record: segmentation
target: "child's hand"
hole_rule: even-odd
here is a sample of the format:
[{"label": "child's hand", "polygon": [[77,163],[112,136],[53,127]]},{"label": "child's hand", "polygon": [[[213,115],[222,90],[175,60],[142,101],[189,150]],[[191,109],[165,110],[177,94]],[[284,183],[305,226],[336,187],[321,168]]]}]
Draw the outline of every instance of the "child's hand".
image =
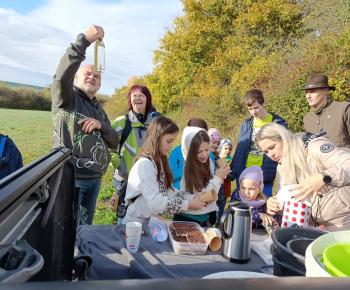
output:
[{"label": "child's hand", "polygon": [[275,229],[278,229],[280,227],[278,221],[276,221],[275,219],[273,219],[273,226]]},{"label": "child's hand", "polygon": [[262,220],[263,226],[271,226],[274,224],[274,218],[266,213],[259,213],[260,219]]},{"label": "child's hand", "polygon": [[[205,191],[198,193],[197,195],[195,195],[194,199],[200,199],[201,196],[205,193],[206,193]],[[214,201],[203,201],[203,202],[205,202],[205,206],[208,206],[209,204],[212,204]]]},{"label": "child's hand", "polygon": [[275,215],[277,212],[279,212],[277,201],[273,197],[270,197],[267,200],[266,207],[267,207],[267,213],[269,215]]},{"label": "child's hand", "polygon": [[232,172],[230,166],[224,165],[223,167],[216,169],[215,175],[224,179],[230,172]]},{"label": "child's hand", "polygon": [[189,209],[199,210],[203,206],[207,206],[207,204],[204,201],[201,201],[199,198],[194,198],[188,201]]}]

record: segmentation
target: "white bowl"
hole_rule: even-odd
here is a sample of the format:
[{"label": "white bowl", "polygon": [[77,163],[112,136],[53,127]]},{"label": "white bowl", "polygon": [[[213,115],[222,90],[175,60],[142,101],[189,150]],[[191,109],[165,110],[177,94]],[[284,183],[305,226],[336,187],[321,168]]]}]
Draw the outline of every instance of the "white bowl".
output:
[{"label": "white bowl", "polygon": [[226,271],[207,275],[202,279],[233,279],[233,278],[273,278],[276,276],[247,271]]},{"label": "white bowl", "polygon": [[306,277],[332,277],[318,262],[323,251],[330,245],[350,241],[350,231],[339,231],[318,237],[306,249]]}]

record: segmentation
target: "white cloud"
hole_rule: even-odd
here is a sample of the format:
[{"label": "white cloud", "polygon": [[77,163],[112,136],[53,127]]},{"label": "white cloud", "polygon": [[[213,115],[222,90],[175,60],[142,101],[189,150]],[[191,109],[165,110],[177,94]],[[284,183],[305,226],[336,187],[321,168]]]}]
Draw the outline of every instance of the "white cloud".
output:
[{"label": "white cloud", "polygon": [[[105,30],[106,72],[100,92],[112,94],[132,75],[152,71],[153,50],[173,19],[179,0],[50,0],[27,15],[0,8],[0,80],[44,86],[51,83],[61,56],[91,24]],[[93,44],[92,44],[93,46]],[[84,63],[93,62],[92,46]]]}]

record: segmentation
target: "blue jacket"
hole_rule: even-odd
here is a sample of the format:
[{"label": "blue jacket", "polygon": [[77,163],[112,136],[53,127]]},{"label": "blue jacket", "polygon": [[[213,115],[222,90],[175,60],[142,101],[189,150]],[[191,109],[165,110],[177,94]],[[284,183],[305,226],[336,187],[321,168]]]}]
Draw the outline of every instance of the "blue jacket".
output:
[{"label": "blue jacket", "polygon": [[11,138],[3,134],[0,134],[0,153],[0,179],[23,167],[21,152]]},{"label": "blue jacket", "polygon": [[[284,119],[276,114],[270,114],[272,115],[272,123],[277,123],[287,128],[287,124]],[[253,117],[250,117],[248,119],[245,119],[239,131],[238,144],[231,163],[231,169],[232,172],[234,172],[236,180],[239,180],[239,176],[247,164],[249,146],[252,136],[252,127]],[[264,154],[261,169],[264,173],[264,183],[271,183],[275,180],[277,169],[276,161],[273,161]]]},{"label": "blue jacket", "polygon": [[175,147],[169,156],[170,169],[174,175],[173,186],[180,189],[180,181],[184,173],[185,159],[182,156],[181,145]]},{"label": "blue jacket", "polygon": [[[215,164],[215,158],[213,153],[210,151],[210,158]],[[177,189],[180,189],[180,182],[182,175],[184,173],[185,159],[182,155],[181,145],[175,147],[169,156],[169,165],[170,169],[174,175],[173,186]]]}]

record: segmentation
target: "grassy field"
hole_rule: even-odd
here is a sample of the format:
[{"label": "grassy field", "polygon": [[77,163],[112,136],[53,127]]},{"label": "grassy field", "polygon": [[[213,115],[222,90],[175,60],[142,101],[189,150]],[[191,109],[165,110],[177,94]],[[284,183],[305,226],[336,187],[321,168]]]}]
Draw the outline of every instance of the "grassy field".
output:
[{"label": "grassy field", "polygon": [[[22,153],[27,165],[51,150],[51,112],[0,109],[0,132],[8,135]],[[109,211],[114,193],[112,167],[102,179],[94,224],[115,224],[115,213]]]}]

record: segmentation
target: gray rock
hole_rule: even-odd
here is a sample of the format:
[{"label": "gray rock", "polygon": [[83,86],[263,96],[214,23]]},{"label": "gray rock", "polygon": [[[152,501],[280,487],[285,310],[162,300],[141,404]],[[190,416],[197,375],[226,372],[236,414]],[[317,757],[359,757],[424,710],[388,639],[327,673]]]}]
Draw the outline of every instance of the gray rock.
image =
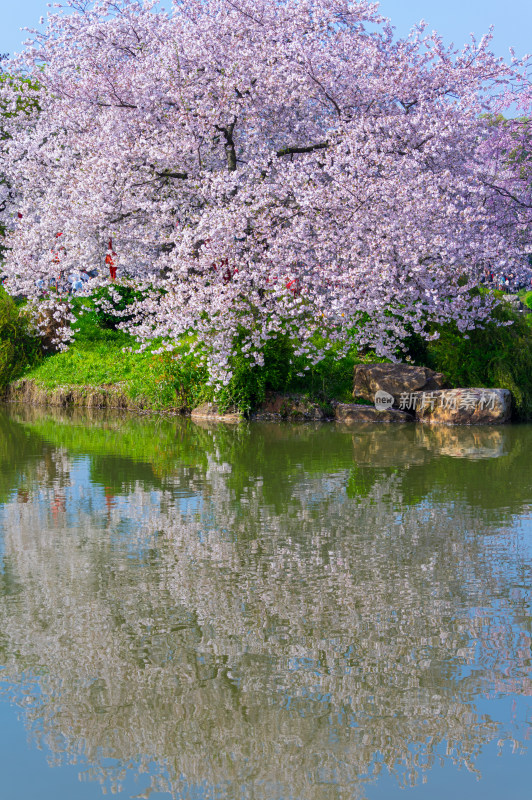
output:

--------------------------------

» Your objective: Write everything in the records out exactly, apart from the pictures.

» Exercise answer:
record: segmentation
target: "child's hand"
hole_rule: even-odd
here is a sample of the format:
[{"label": "child's hand", "polygon": [[77,163],[112,136],[53,127]]},{"label": "child's hand", "polygon": [[[213,115],[222,90],[175,60],[142,101],[189,150]],[[191,109],[165,110],[177,94]],[[284,183],[305,226],[336,187],[321,168]]]}]
Draw the outline of every instance of the "child's hand".
image =
output:
[{"label": "child's hand", "polygon": [[275,229],[278,229],[280,227],[278,221],[276,221],[275,219],[273,219],[273,226]]},{"label": "child's hand", "polygon": [[262,220],[263,226],[271,226],[274,224],[274,218],[266,213],[259,213],[260,219]]},{"label": "child's hand", "polygon": [[[205,191],[198,193],[197,195],[195,195],[194,199],[200,199],[201,196],[205,193],[206,193]],[[214,201],[203,201],[203,202],[205,202],[205,206],[208,206],[209,204],[212,204]]]},{"label": "child's hand", "polygon": [[275,215],[277,212],[279,212],[277,201],[273,197],[270,197],[267,200],[266,207],[267,207],[267,213],[269,215]]},{"label": "child's hand", "polygon": [[232,172],[230,166],[224,165],[223,167],[216,169],[215,175],[224,179],[230,172]]},{"label": "child's hand", "polygon": [[189,209],[199,210],[203,206],[207,206],[207,204],[204,201],[201,201],[199,198],[194,198],[188,201]]}]

record: segmentation
target: "white bowl"
hole_rule: even-odd
here is a sample of the format:
[{"label": "white bowl", "polygon": [[77,163],[112,136],[53,127]]},{"label": "white bowl", "polygon": [[[213,115],[222,90],[175,60],[142,101],[189,150]],[[191,109],[165,110],[177,94]],[[284,183],[305,226],[336,187],[321,168]]]}]
Draw the outline of every instance of the "white bowl".
output:
[{"label": "white bowl", "polygon": [[226,271],[207,275],[202,279],[233,279],[233,278],[273,278],[276,276],[247,271]]},{"label": "white bowl", "polygon": [[306,277],[332,277],[318,262],[323,251],[330,245],[350,241],[350,231],[339,231],[318,237],[306,249]]}]

record: segmentation
target: "white cloud"
hole_rule: even-odd
here is a sample of the format:
[{"label": "white cloud", "polygon": [[77,163],[112,136],[53,127]]},{"label": "white cloud", "polygon": [[[213,115],[222,90],[175,60],[142,101],[189,150]],[[191,109],[165,110],[177,94]],[[284,183],[305,226],[336,187],[321,168]]]}]
Draw the outline of every instance of the "white cloud".
output:
[{"label": "white cloud", "polygon": [[[105,30],[106,72],[100,92],[112,94],[132,75],[152,71],[153,50],[173,19],[179,0],[50,0],[27,15],[0,8],[0,80],[44,86],[51,83],[61,56],[91,24]],[[93,44],[92,44],[93,46]],[[84,63],[93,62],[92,46]]]}]

record: segmentation
target: "blue jacket"
hole_rule: even-odd
here is a sample of the format:
[{"label": "blue jacket", "polygon": [[77,163],[112,136],[53,127]]},{"label": "blue jacket", "polygon": [[[213,115],[222,90],[175,60],[142,101],[189,150]],[[191,109],[165,110],[177,94]],[[284,183],[305,226],[336,187],[321,168]]]}]
Draw the outline of every instance of the "blue jacket".
output:
[{"label": "blue jacket", "polygon": [[11,138],[3,134],[0,134],[0,153],[0,179],[23,167],[21,152]]},{"label": "blue jacket", "polygon": [[[284,119],[276,114],[270,114],[272,115],[272,123],[277,123],[287,128],[287,124]],[[253,117],[250,117],[248,119],[245,119],[239,131],[238,144],[231,163],[231,169],[232,172],[234,172],[236,180],[239,180],[239,176],[247,164],[249,146],[252,136],[252,127]],[[264,154],[261,169],[264,173],[264,183],[271,183],[275,180],[277,169],[276,161],[273,161]]]},{"label": "blue jacket", "polygon": [[175,147],[169,156],[170,169],[174,175],[173,186],[180,189],[180,181],[184,173],[185,159],[182,156],[181,145]]},{"label": "blue jacket", "polygon": [[[215,164],[215,158],[213,153],[210,151],[210,158]],[[177,189],[180,189],[180,182],[182,175],[184,173],[185,159],[182,155],[181,145],[175,147],[169,156],[169,165],[170,169],[174,175],[173,186]]]}]

record: segmentation
target: "grassy field"
hole_rule: even-odd
here is a sample of the format:
[{"label": "grassy field", "polygon": [[77,163],[112,136],[53,127]]},{"label": "grassy field", "polygon": [[[213,115],[222,90],[175,60],[142,101],[189,150]],[[191,109],[165,110],[177,94]],[[284,183],[305,226],[336,187],[321,168]]]}]
Draw the outline of every instance of the "grassy field".
output:
[{"label": "grassy field", "polygon": [[[22,153],[27,165],[51,150],[51,112],[0,109],[0,132],[8,135]],[[109,211],[114,193],[112,167],[102,179],[94,224],[115,224],[115,213]]]}]

record: segmentation
target: gray rock
hole_rule: even-odd
here is a sample of the format:
[{"label": "gray rock", "polygon": [[83,86],[263,96],[214,23]]},{"label": "gray rock", "polygon": [[[152,501],[280,487],[285,310],[162,300],[141,404]],[[190,416],[197,375],[226,372],[236,414]],[[317,757],[359,757],[424,710],[388,639],[327,673]]]}]
Draw the outline of every instance of the gray rock.
image =
output:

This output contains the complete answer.